## Work to do
Reproduce the data below with each "test case" changed to "query", leaving every other character as it is. Leave the pictures out of your output.

[Data to process start]

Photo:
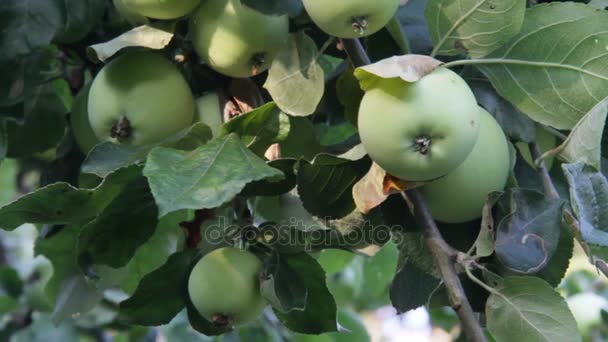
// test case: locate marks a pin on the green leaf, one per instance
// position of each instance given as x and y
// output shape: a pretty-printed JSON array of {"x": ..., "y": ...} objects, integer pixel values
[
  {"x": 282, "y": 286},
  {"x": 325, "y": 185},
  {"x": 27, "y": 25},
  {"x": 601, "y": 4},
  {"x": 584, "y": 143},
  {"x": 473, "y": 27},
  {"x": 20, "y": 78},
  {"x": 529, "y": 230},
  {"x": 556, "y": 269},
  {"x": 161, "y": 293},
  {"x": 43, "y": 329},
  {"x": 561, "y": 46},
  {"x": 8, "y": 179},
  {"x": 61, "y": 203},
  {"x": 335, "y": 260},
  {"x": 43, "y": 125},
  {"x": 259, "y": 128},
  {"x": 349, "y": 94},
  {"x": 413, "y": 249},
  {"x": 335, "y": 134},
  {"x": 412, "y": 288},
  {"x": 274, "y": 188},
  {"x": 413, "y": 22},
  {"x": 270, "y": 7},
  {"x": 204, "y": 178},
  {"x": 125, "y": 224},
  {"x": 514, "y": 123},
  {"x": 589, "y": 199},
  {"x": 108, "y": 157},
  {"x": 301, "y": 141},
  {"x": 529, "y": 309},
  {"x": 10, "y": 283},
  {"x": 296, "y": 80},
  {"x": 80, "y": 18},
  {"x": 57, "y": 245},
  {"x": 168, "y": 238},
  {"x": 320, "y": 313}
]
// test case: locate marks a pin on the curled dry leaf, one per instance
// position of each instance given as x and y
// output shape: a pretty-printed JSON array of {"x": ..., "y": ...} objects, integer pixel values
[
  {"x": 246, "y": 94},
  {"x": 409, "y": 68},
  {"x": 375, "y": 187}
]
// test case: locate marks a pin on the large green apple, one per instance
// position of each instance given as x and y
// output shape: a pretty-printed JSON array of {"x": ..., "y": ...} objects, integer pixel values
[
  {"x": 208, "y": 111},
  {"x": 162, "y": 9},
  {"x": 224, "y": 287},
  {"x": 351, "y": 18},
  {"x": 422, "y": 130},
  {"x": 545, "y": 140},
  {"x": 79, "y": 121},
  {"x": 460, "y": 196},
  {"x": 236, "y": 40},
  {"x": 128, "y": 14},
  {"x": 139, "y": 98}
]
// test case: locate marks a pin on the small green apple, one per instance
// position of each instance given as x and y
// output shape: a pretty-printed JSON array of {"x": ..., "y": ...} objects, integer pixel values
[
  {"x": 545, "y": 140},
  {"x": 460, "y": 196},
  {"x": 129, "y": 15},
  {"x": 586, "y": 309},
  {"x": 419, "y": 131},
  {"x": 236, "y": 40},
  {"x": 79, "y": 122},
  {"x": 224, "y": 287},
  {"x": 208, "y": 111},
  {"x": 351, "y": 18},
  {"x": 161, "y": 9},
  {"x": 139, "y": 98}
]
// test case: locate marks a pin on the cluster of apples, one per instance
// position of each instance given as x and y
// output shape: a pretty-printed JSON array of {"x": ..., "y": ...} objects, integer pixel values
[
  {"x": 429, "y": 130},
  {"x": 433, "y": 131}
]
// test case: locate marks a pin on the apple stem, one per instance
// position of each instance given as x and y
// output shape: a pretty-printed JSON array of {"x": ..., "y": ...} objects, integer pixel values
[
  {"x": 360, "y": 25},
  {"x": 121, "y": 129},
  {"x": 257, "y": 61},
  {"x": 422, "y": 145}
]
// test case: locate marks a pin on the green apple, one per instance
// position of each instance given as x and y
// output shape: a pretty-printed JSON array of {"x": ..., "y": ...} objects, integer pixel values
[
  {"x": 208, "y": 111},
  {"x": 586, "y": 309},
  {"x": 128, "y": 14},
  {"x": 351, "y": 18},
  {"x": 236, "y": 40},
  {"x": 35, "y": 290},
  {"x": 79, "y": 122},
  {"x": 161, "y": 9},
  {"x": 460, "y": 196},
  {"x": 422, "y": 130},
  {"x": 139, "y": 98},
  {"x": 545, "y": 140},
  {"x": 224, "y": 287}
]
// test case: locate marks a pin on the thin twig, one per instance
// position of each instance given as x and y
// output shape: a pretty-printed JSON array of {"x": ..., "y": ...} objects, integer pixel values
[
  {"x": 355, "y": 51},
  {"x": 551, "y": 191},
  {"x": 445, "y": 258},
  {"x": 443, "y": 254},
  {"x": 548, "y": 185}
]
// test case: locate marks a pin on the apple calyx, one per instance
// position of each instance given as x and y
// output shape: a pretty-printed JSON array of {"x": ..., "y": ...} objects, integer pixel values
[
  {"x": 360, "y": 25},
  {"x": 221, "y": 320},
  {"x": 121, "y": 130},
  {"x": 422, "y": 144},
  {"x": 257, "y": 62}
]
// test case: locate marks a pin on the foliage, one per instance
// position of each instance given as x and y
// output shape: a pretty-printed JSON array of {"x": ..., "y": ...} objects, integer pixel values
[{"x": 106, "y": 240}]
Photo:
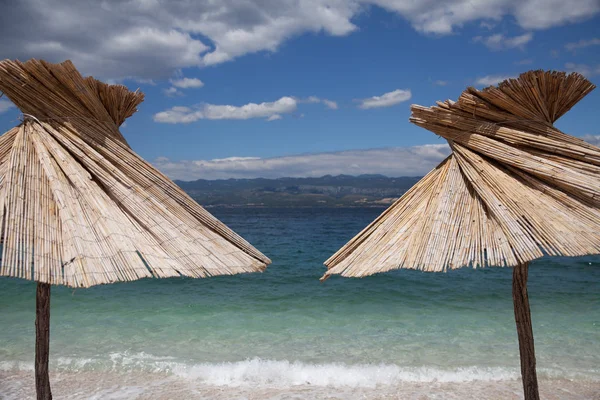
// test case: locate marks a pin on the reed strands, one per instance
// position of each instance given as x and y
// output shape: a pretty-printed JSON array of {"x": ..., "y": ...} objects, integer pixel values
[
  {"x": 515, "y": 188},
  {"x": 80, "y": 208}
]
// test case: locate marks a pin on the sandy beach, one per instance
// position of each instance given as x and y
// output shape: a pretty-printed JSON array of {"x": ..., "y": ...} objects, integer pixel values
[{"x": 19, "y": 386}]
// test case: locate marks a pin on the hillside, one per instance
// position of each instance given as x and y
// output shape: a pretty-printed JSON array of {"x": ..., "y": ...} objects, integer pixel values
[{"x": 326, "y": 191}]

[Data to process end]

## Completed exercise
Photo:
// query: locate marks a pin on the green leaf, one per instance
// position of each instance given as x and y
// output shape: a pretty-printed JSON array of {"x": ..., "y": ...} objects, integer pixel values
[
  {"x": 282, "y": 286},
  {"x": 325, "y": 185},
  {"x": 27, "y": 25},
  {"x": 601, "y": 4},
  {"x": 584, "y": 143},
  {"x": 473, "y": 27},
  {"x": 20, "y": 78},
  {"x": 529, "y": 230},
  {"x": 556, "y": 269},
  {"x": 161, "y": 293},
  {"x": 43, "y": 329},
  {"x": 561, "y": 46},
  {"x": 8, "y": 179},
  {"x": 61, "y": 203},
  {"x": 335, "y": 260},
  {"x": 43, "y": 125},
  {"x": 259, "y": 128},
  {"x": 349, "y": 94},
  {"x": 413, "y": 249},
  {"x": 335, "y": 134},
  {"x": 412, "y": 288},
  {"x": 274, "y": 188},
  {"x": 413, "y": 22},
  {"x": 270, "y": 7},
  {"x": 204, "y": 178},
  {"x": 125, "y": 224},
  {"x": 514, "y": 123},
  {"x": 589, "y": 199},
  {"x": 108, "y": 157},
  {"x": 301, "y": 141},
  {"x": 529, "y": 309},
  {"x": 10, "y": 283},
  {"x": 296, "y": 80},
  {"x": 80, "y": 18},
  {"x": 57, "y": 245},
  {"x": 168, "y": 238},
  {"x": 320, "y": 313}
]
// query: locate marks a pin on the curled dry leaf, one per instance
// position of each instance given as x and y
// output shape: a pretty-printed JSON array of {"x": ..., "y": ...} objects, integer pixel values
[
  {"x": 246, "y": 94},
  {"x": 409, "y": 68},
  {"x": 375, "y": 187}
]
// query: locate marks a pin on the large green apple, one per instance
// position of each instance given as x and y
// output shape: a pretty-printed JSON array of {"x": ..., "y": ...} objects, integer pixel values
[
  {"x": 208, "y": 111},
  {"x": 162, "y": 9},
  {"x": 224, "y": 287},
  {"x": 351, "y": 18},
  {"x": 422, "y": 130},
  {"x": 545, "y": 140},
  {"x": 79, "y": 121},
  {"x": 460, "y": 196},
  {"x": 236, "y": 40},
  {"x": 128, "y": 14},
  {"x": 139, "y": 98}
]
// query: locate marks a pin on the small green apple, one per instance
// position of each instance given as x and y
// output shape: a pretty-printed JSON array of {"x": ..., "y": ...} objects, integer pixel values
[
  {"x": 545, "y": 140},
  {"x": 460, "y": 196},
  {"x": 129, "y": 15},
  {"x": 586, "y": 309},
  {"x": 419, "y": 131},
  {"x": 236, "y": 40},
  {"x": 79, "y": 122},
  {"x": 224, "y": 287},
  {"x": 208, "y": 111},
  {"x": 351, "y": 18},
  {"x": 161, "y": 9},
  {"x": 139, "y": 98}
]
// query: locate marks a pin on the cluster of apples, one per instance
// position of each instance given as x and y
// output shape: a pretty-printed JSON array of {"x": ..., "y": ...} objects, integer pixel values
[
  {"x": 429, "y": 130},
  {"x": 433, "y": 131}
]
// query: locate marks a pin on the apple stem, one per instance
// position of each instance given as x and y
// output shape: a pretty-printed JSON array of {"x": ..., "y": ...} objects, integer pixel values
[
  {"x": 360, "y": 25},
  {"x": 121, "y": 129},
  {"x": 257, "y": 61},
  {"x": 422, "y": 145}
]
// query: locate marks a pin on the green apple, one per instance
// position of each instance given as x and y
// output shape: a pretty-printed JSON array of {"x": ..., "y": ...} objects, integer pixel values
[
  {"x": 208, "y": 111},
  {"x": 586, "y": 309},
  {"x": 128, "y": 14},
  {"x": 351, "y": 18},
  {"x": 236, "y": 40},
  {"x": 35, "y": 290},
  {"x": 79, "y": 122},
  {"x": 161, "y": 9},
  {"x": 460, "y": 196},
  {"x": 422, "y": 130},
  {"x": 139, "y": 98},
  {"x": 545, "y": 140},
  {"x": 224, "y": 287}
]
// query: locate marks a pin on the thin twig, one per instance
// position of each instance given as x and y
// output shape: a pretty-printed JSON array of {"x": ..., "y": ...} objects, integer pixel values
[
  {"x": 355, "y": 51},
  {"x": 551, "y": 191},
  {"x": 445, "y": 258},
  {"x": 443, "y": 254},
  {"x": 548, "y": 185}
]
// query: locate marks a pin on the apple calyx, one per instance
// position of each instance given as x and y
// output shape: a pretty-printed JSON array of {"x": ..., "y": ...} objects, integer pixel values
[
  {"x": 360, "y": 25},
  {"x": 221, "y": 320},
  {"x": 121, "y": 130},
  {"x": 422, "y": 144},
  {"x": 257, "y": 62}
]
// query: locate marks a pin on the foliage, one per instance
// position of each instance given as x and y
// output shape: a pretty-printed JSON array of {"x": ..., "y": ...} objects, integer pixel values
[{"x": 106, "y": 240}]
Photo:
// query: locate marks a pin on the reed strands, one per instance
// position of each instance given as x and y
// output shape: a pretty-printed JSON array of {"x": ..., "y": ...} objects, integer pixel values
[
  {"x": 515, "y": 188},
  {"x": 80, "y": 208}
]
// query: locate marks a pin on the sandy beach, one per instance
// position of each instance given as x and y
// output shape: a pretty-printed JSON array of {"x": ..., "y": ...} objects, integer pixel values
[{"x": 19, "y": 386}]
// query: locate marks a pin on the hillside, one per instance
// position of each instance given as x and y
// output shape: a pretty-printed JSON array of {"x": ..., "y": ...} objects, integer pixel values
[{"x": 326, "y": 191}]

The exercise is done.